Cuentan los historiadores que Franco pasó largas horas de su vida contemplando la construcción de la obra. La visitaba solo, imprevistamente, muchas veces de noche, pensando en el legado que le dejaba a la posteridad. Esa era la forma de su capricho. Y el tamaño era fundamental, como si su propia figura hubiera de recordarse a imagen y semejanza del monumento de sus sueños.

¿Qué hacer con la Historia?

A finales de 2007, por iniciativa del gobierno de Rodríguez Zapatero, se sancionó la llamada Ley de Memoria Histórica. En los meses que duró su debate, qué hacer con el Valle de los Caídos fue uno de los ejes de la discusión. Lo que finalmente se estableció fue prohibir que se realicen allí actos de carácter político: su uso queda reservado estrictamente a lo religioso. Sin embargo, la medida no dejó satisfecho a casi nadie: los franquistas, porque les impide usarlo como sede de sus reivindicaciones; los antifranquistas, porque esperaban cambios más drásticos.

El periodista e investigador Fernando Olmeda, quien acaba de publicar El Valle de los Caídos, una memoria de España (Ed. Península), opina que la decisión fue “cambiar para que nada cambie”, ya que casi todo sigue igual: los restos de Franco y de casi 34 mil víctimas de la Guerra Civil y la represión posterior continúan enterrados allí, los monjes benedictinos conservan su espacio, el monumento sigue teniendo un enorme peso simbólico para la sociedad española.

¿Qué habría que hacer? En la presentación del libro de Olmeda, realizada en una librería céntrica de Madrid, se emitió el fragmento inicial de la película Jaguar Lives, una producción clase B de Hollywood de 1979, que se desarrolla en Cuelgamuros. La escena (que se puede ver en YouTube) termina con una explosión que hace volar la cruz en pedazos, y fue festejada con aplausos por muchos de los asistentes. Entonces, ¿habría que destruir el monumento? Durante el debate de la ley, nadie lo propuso. Nadie seriamente, al menos.

==*==

## Problema planteado 1
Según el fragmento sobre el Valle de los Caídos, ¿a qué quedó reservado el uso del monumento con la Ley de Memoria Histórica?
## Problema planteado 2
Extrae del fragmento sobre el Valle de los Caídos todo lo que va desde "El periodista e" hasta "la sociedad española.", sin alterar nada.

## Información registrada
==*==

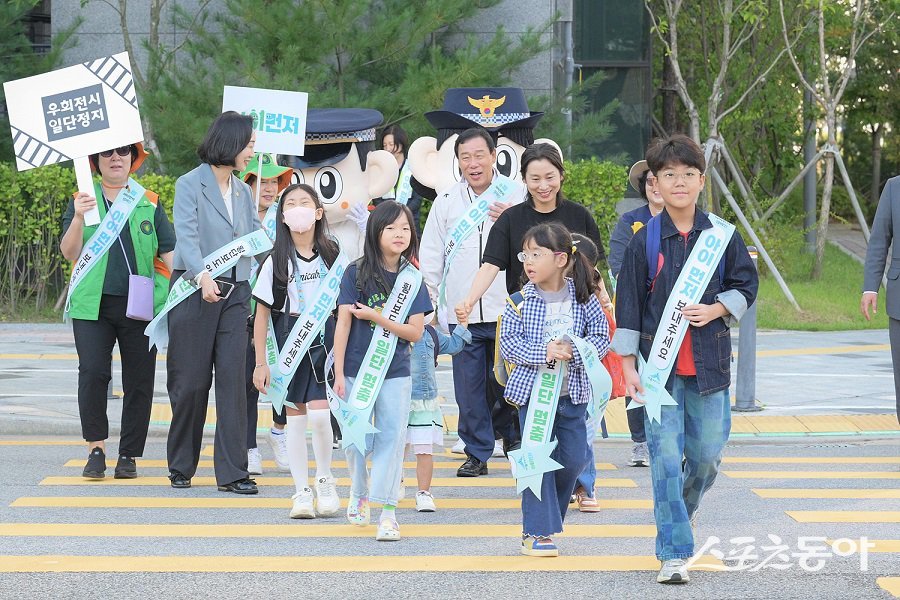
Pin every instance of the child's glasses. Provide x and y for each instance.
(533, 256)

==*==

## Respuesta completa 1
Su uso quedó reservado estrictamente a lo religioso.

## Respuesta completa 2
El periodista e investigador Fernando Olmeda, quien acaba de publicar El Valle de los Caídos, una memoria de España (Ed. Península), opina que la decisión fue “cambiar para que nada cambie”, ya que casi todo sigue igual: los restos de Franco y de casi 34 mil víctimas de la Guerra Civil y la represión posterior continúan enterrados allí, los monjes benedictinos conservan su espacio, el monumento sigue teniendo un enorme peso simbólico para la sociedad española.